Given request ->
Render every line of the records below as a JSON list of strings, one string per line, omitting any blank lines.

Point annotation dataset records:
======

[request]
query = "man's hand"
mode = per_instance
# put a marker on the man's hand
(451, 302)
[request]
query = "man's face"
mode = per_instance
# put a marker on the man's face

======

Response ->
[
  "[request]",
  "query = \"man's hand\"",
  "mode = per_instance",
  "# put a marker on the man's hand",
  "(451, 302)",
  "[request]",
  "query = \"man's face\"",
  "mode = per_instance",
  "# put a marker on the man's face"
]